▶ WORK REQUIRED
Please repeat the records word for word and skip the pictures.

(Dataset items)
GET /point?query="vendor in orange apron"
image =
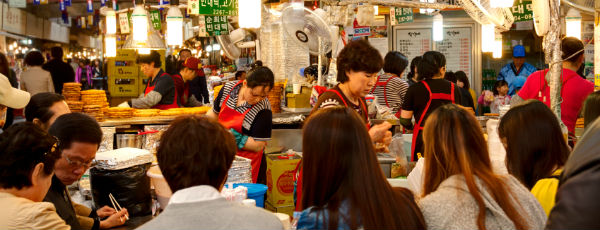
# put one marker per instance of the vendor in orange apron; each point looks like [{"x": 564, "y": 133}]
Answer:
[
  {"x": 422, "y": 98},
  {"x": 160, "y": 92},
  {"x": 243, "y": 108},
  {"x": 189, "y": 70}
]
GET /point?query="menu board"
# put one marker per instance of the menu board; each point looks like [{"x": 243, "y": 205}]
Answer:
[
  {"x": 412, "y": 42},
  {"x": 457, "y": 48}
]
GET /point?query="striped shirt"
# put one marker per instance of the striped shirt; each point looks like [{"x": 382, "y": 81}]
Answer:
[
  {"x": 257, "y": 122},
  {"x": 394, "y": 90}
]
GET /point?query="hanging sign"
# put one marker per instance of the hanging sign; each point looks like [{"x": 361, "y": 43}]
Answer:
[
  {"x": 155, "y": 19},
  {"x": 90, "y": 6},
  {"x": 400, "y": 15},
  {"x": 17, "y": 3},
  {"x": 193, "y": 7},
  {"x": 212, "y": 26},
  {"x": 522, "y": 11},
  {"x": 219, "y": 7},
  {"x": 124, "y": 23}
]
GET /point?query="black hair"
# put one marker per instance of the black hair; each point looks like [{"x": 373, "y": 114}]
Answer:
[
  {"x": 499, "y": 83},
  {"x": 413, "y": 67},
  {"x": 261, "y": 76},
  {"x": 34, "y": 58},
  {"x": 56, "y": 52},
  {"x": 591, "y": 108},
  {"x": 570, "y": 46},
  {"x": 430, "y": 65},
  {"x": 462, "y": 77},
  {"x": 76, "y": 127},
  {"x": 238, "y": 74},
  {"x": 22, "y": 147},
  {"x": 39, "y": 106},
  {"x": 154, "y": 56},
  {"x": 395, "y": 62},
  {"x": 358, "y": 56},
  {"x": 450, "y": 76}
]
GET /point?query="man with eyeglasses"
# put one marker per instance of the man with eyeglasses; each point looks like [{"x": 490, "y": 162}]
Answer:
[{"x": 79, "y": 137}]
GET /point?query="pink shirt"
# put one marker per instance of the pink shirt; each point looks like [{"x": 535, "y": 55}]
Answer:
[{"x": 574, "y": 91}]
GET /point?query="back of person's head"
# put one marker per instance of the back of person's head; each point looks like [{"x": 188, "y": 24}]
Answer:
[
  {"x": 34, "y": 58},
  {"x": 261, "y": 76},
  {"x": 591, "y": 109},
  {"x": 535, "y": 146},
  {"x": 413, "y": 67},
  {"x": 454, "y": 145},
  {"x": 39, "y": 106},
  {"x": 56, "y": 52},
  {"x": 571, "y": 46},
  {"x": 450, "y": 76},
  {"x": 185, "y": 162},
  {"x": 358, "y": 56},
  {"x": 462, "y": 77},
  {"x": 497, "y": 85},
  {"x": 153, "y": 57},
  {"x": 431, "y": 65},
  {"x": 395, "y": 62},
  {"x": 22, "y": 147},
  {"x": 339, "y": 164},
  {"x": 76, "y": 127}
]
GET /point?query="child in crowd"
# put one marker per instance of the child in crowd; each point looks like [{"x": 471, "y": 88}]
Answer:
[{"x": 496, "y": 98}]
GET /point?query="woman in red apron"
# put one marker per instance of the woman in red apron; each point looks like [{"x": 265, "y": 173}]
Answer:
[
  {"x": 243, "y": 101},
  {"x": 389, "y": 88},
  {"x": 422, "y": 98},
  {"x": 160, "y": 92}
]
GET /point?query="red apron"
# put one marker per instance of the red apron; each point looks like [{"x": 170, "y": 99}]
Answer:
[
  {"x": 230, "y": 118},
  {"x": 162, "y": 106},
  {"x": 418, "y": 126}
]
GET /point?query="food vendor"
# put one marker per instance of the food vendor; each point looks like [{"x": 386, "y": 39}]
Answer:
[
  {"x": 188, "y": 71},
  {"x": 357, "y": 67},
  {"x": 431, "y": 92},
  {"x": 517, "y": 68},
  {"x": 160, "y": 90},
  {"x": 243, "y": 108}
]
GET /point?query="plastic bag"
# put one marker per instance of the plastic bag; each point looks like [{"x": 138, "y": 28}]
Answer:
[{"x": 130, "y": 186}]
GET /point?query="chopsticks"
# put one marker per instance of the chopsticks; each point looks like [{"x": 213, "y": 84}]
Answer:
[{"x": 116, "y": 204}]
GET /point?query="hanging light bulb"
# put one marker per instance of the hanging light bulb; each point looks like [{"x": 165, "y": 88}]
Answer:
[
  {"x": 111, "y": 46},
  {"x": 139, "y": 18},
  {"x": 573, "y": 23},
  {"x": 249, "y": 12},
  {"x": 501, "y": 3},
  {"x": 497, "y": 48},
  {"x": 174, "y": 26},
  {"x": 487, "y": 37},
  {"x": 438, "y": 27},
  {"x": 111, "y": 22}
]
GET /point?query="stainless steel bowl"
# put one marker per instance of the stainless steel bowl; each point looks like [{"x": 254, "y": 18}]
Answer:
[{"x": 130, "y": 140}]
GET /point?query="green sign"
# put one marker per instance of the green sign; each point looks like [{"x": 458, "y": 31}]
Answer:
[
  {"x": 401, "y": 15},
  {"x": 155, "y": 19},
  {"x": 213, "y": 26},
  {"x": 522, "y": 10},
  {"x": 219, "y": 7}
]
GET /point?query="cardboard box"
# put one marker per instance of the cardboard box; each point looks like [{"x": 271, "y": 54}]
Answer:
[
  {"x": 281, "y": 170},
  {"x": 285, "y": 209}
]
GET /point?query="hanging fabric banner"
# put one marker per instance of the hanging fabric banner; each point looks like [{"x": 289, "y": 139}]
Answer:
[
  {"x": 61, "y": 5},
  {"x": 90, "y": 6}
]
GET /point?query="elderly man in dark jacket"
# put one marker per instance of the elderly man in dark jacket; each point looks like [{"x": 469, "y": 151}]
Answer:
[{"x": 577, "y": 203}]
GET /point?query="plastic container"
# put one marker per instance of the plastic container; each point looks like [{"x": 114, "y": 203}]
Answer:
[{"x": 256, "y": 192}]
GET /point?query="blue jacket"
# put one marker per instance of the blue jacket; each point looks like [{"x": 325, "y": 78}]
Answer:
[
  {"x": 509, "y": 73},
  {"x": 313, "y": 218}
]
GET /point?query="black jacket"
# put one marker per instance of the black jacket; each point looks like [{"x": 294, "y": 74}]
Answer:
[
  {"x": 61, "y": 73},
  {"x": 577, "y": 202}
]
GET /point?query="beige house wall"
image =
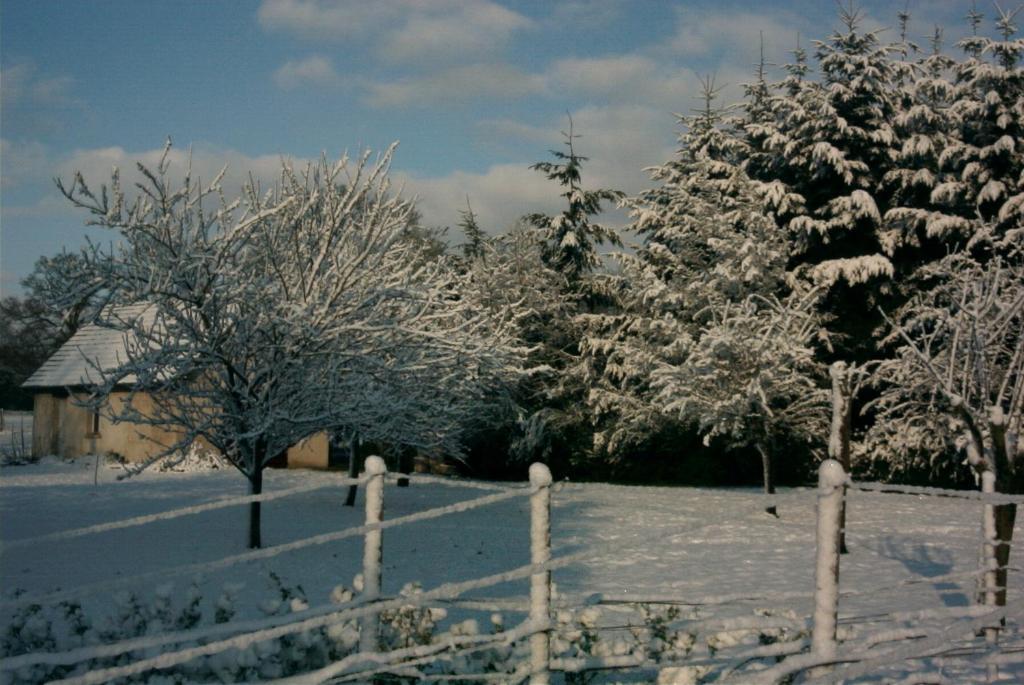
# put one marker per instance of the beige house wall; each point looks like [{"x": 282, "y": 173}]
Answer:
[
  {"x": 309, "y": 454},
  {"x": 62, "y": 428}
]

▶ WRITTEN RESPONSE
GET /point?query="vendor in orange apron"
image =
# put one marker per instance of the vendor in orange apron; each point looks like [{"x": 564, "y": 133}]
Answer:
[
  {"x": 422, "y": 98},
  {"x": 160, "y": 92},
  {"x": 243, "y": 108},
  {"x": 189, "y": 70}
]
GET /point?query="menu board"
# put one marker per instance of the menu board; each point looks like [{"x": 243, "y": 205}]
Answer:
[
  {"x": 412, "y": 42},
  {"x": 457, "y": 48}
]
GET /point?query="striped shirt"
# put one marker per instance of the striped shirt; each point looks like [{"x": 382, "y": 81}]
Answer:
[
  {"x": 257, "y": 122},
  {"x": 394, "y": 90}
]
GET /point?query="hanging sign"
# put one marker per instance of the hanging sign; each point looks like [{"x": 361, "y": 43}]
Answer:
[
  {"x": 155, "y": 19},
  {"x": 90, "y": 6},
  {"x": 400, "y": 15},
  {"x": 17, "y": 3},
  {"x": 193, "y": 7},
  {"x": 212, "y": 26},
  {"x": 522, "y": 11},
  {"x": 219, "y": 7},
  {"x": 124, "y": 23}
]
GET /point?query="black hair"
# put one marker per instance of the black hair; each point looks like [{"x": 373, "y": 114}]
Answer:
[
  {"x": 499, "y": 83},
  {"x": 413, "y": 67},
  {"x": 261, "y": 76},
  {"x": 34, "y": 58},
  {"x": 56, "y": 52},
  {"x": 591, "y": 108},
  {"x": 570, "y": 46},
  {"x": 430, "y": 65},
  {"x": 462, "y": 77},
  {"x": 76, "y": 127},
  {"x": 238, "y": 74},
  {"x": 22, "y": 147},
  {"x": 39, "y": 106},
  {"x": 154, "y": 56},
  {"x": 395, "y": 62},
  {"x": 358, "y": 56},
  {"x": 450, "y": 76}
]
GET /point?query="man with eyeglasses"
# put one marker per instance of the man with eyeglasses; each point looks like [{"x": 490, "y": 162}]
Answer:
[{"x": 79, "y": 137}]
GET /point?query="pink shirt"
# put one marker per instance of the pink shirt; each point looks like [{"x": 535, "y": 55}]
Answer:
[{"x": 574, "y": 91}]
GET /point?query="back of person's head"
# put one marker per instance of the back of person's head; each point looks like [{"x": 188, "y": 24}]
Answer:
[
  {"x": 34, "y": 58},
  {"x": 261, "y": 76},
  {"x": 591, "y": 109},
  {"x": 535, "y": 146},
  {"x": 413, "y": 67},
  {"x": 454, "y": 145},
  {"x": 39, "y": 106},
  {"x": 56, "y": 52},
  {"x": 571, "y": 46},
  {"x": 450, "y": 76},
  {"x": 185, "y": 162},
  {"x": 358, "y": 56},
  {"x": 462, "y": 77},
  {"x": 497, "y": 85},
  {"x": 153, "y": 57},
  {"x": 431, "y": 65},
  {"x": 395, "y": 62},
  {"x": 22, "y": 147},
  {"x": 339, "y": 164},
  {"x": 76, "y": 127}
]
GET /point?query="child in crowd"
# put one marker per instance of the child in crowd; each point looks like [{"x": 471, "y": 88}]
Answer:
[{"x": 496, "y": 98}]
GET /point?query="woman in red apron"
# put one marker per instance of the woman in red apron; each point looks like [{"x": 265, "y": 173}]
Answer:
[
  {"x": 243, "y": 101},
  {"x": 389, "y": 88},
  {"x": 422, "y": 98},
  {"x": 160, "y": 92}
]
GET /point?query="red apron"
# put one marker per instance of the red apron; each point looks like [{"x": 170, "y": 99}]
Answer:
[
  {"x": 230, "y": 118},
  {"x": 162, "y": 106},
  {"x": 418, "y": 126}
]
GET /point?query="food vendor"
# put one marker per instance of the food vendor; each point looks like [{"x": 386, "y": 39}]
Answer:
[
  {"x": 188, "y": 71},
  {"x": 357, "y": 67},
  {"x": 431, "y": 92},
  {"x": 517, "y": 68},
  {"x": 160, "y": 90},
  {"x": 243, "y": 108}
]
GET /point?query="plastic bag"
# put one marker per instance of the plastic bag; each point looks like [{"x": 138, "y": 28}]
Answer:
[{"x": 130, "y": 186}]
GET /point?query="chopsticks"
# put one marker per instance of the chopsticks; each point looks like [{"x": 213, "y": 84}]
Answer:
[{"x": 116, "y": 204}]
GET /point?query="hanging light bulb"
# put one marker per instance of the hanging light bulb; each point looks like [{"x": 165, "y": 88}]
Answer:
[
  {"x": 111, "y": 46},
  {"x": 139, "y": 18},
  {"x": 573, "y": 23},
  {"x": 249, "y": 12},
  {"x": 501, "y": 3},
  {"x": 497, "y": 48},
  {"x": 174, "y": 26},
  {"x": 487, "y": 37},
  {"x": 438, "y": 27},
  {"x": 111, "y": 22}
]
GET /point?query="stainless steel bowl"
# put one marker per instance of the stainless steel bowl; each point looks like [{"x": 254, "y": 18}]
Answer:
[{"x": 130, "y": 140}]
GET /point?query="green sign"
# put one marker per instance of the green sign; each point looks like [{"x": 458, "y": 31}]
Answer:
[
  {"x": 401, "y": 15},
  {"x": 155, "y": 19},
  {"x": 213, "y": 26},
  {"x": 522, "y": 10},
  {"x": 219, "y": 7}
]
GET /point?query="cardboard box"
# put one marker per instance of the cardboard box; each point looks like [{"x": 271, "y": 54}]
Answer:
[
  {"x": 281, "y": 170},
  {"x": 285, "y": 209}
]
GET /point?query="hanging fabric banner"
# put one marker per instance of the hanging fabric banner; each point looks like [{"x": 289, "y": 139}]
Answer:
[
  {"x": 61, "y": 5},
  {"x": 90, "y": 6}
]
GET /point?query="elderly man in dark jacket"
# put one marker per instance of the elderly man in dark jacket; each point looks like [{"x": 469, "y": 151}]
Answer:
[{"x": 577, "y": 203}]
GET /point?query="plastic container"
# put one marker per instance of the plastic container; each point looks like [{"x": 114, "y": 203}]
Answer:
[{"x": 256, "y": 192}]
GET /point?query="blue jacket"
# put one marker per instance of the blue jacket; each point looks like [{"x": 325, "y": 78}]
Answer:
[
  {"x": 509, "y": 73},
  {"x": 313, "y": 218}
]
GET /point?query="black jacket"
# put one marker per instance of the black jacket; each point looks like [{"x": 294, "y": 74}]
Answer:
[
  {"x": 61, "y": 73},
  {"x": 577, "y": 202}
]
GET /point?query="beige house wall"
image =
# put one marker per instance of the beige house wall; each point looks like [{"x": 282, "y": 173}]
Answer:
[
  {"x": 309, "y": 454},
  {"x": 62, "y": 428}
]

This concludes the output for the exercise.